_TASK STATEMENT_
Turn the rows below, from the first one through the line that contains "[[416, 244]]", into a JSON list of strings with one string per line, leaving out any blank lines.

--- RECORDED DATA ---

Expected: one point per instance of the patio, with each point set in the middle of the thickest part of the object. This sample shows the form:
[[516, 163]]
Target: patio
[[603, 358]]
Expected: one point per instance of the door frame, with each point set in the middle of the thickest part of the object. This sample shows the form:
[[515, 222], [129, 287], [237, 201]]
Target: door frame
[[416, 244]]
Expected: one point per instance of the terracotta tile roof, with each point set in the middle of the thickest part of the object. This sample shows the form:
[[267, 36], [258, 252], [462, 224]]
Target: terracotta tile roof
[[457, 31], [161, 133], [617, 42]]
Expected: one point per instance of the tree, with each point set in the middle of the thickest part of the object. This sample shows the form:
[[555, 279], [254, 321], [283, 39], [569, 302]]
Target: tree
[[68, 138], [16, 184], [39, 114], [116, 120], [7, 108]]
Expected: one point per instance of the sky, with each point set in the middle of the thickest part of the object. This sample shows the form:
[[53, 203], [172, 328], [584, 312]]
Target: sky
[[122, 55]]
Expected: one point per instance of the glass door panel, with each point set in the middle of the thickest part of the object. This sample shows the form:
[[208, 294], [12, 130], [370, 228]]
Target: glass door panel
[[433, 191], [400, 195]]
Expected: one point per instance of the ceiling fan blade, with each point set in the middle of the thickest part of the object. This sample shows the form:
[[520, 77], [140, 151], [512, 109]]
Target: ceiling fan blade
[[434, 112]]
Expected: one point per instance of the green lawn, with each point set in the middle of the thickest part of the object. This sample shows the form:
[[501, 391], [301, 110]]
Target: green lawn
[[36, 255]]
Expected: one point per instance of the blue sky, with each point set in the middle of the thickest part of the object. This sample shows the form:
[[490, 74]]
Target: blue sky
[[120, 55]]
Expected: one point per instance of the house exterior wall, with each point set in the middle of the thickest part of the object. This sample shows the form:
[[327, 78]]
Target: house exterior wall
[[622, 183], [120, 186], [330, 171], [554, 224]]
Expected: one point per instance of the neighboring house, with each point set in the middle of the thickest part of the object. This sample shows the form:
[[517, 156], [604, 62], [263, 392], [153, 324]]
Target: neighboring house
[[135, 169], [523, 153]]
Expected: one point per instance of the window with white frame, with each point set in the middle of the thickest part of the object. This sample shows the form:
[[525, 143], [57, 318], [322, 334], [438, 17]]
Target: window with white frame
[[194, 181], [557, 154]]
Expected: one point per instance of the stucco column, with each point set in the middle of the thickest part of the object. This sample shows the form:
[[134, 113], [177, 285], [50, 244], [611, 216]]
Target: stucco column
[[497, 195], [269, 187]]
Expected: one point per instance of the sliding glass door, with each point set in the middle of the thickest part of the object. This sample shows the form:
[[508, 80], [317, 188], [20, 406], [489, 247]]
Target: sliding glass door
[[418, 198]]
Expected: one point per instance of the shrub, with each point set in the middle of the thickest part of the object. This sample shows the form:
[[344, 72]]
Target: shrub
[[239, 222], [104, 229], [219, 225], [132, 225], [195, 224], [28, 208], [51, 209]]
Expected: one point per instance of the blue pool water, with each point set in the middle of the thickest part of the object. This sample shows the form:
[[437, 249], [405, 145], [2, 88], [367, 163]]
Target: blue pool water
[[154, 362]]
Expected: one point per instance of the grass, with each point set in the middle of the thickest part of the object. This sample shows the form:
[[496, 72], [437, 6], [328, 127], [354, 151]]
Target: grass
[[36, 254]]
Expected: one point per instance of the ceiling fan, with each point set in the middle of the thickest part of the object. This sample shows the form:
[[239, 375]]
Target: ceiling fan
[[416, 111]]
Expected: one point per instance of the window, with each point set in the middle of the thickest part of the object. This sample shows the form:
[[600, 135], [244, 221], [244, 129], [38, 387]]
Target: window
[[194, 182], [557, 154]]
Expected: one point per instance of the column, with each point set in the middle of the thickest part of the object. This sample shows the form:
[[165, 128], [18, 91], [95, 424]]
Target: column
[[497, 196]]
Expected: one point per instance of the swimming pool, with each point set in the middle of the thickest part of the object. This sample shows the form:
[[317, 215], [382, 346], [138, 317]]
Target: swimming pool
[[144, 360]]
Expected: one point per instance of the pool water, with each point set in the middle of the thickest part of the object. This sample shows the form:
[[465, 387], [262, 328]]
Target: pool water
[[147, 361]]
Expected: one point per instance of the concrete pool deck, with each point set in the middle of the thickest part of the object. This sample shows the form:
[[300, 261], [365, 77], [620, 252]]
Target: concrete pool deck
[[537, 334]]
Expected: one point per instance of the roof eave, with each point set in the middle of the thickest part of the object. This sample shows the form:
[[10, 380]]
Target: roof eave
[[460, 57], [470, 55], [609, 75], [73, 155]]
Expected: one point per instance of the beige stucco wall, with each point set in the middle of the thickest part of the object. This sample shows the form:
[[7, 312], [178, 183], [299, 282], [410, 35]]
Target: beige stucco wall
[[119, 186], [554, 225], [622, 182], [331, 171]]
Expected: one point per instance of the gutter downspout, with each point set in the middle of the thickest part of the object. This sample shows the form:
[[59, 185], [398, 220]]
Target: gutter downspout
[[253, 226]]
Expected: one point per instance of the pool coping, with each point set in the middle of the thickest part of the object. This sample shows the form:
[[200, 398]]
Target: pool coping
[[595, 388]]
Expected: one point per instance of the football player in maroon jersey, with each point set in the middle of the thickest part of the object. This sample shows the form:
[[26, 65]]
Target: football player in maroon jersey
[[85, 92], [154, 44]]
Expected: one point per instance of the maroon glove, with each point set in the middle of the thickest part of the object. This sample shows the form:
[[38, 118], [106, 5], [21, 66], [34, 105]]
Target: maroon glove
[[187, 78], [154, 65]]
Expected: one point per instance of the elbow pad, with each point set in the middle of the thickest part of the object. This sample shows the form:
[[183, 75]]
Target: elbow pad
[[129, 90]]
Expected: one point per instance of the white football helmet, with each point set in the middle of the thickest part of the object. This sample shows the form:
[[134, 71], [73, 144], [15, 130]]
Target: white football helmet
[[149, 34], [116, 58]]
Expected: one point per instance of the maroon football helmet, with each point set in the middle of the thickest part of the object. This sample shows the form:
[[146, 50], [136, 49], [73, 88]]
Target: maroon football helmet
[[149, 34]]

---

_COMPLETE OUTPUT_
[
  "Expected: one point per instance of the patio, with each point set in the middle of the thickest part of the object. This sample shows the form:",
  "[[516, 163]]",
  "Target: patio",
  "[[603, 358]]",
  "Expected: one point per instance of the door frame, with each point set in the middle of the thickest part of the object. This sample shows the form:",
  "[[515, 222], [129, 287], [237, 201]]",
  "Target: door frame",
  "[[416, 244]]"
]